_STORED DATA_.
----
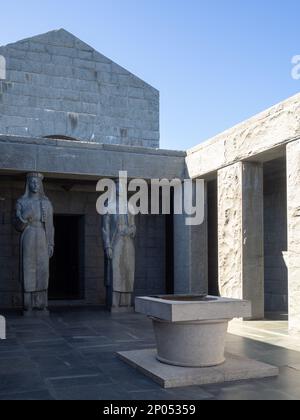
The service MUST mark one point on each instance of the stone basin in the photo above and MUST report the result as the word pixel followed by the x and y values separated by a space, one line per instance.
pixel 191 330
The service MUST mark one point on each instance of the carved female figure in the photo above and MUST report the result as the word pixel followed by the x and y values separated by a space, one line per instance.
pixel 119 231
pixel 34 218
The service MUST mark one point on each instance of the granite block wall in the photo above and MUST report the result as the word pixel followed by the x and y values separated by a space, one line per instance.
pixel 79 200
pixel 56 85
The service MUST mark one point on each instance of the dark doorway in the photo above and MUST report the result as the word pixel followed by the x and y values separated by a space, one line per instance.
pixel 66 264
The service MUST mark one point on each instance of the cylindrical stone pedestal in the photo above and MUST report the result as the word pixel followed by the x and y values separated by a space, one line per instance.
pixel 191 344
----
_TRY IT_. Word for word, retype the lines from the one containing "of the dark" through the final line of the data, including both ends and nothing more.

_ANSWER_.
The service MUST mark one point on each instance of the dark doorway in the photo above and MUST report the result as the word pixel followed by the x and y values separated by a space, one line per instance.
pixel 66 264
The service MUST mark one point on each instance of the cylindrical stone pedestal in the photo above and MUST report the result as the word pixel followed by the x and y values separated by a space, one line per instance.
pixel 191 344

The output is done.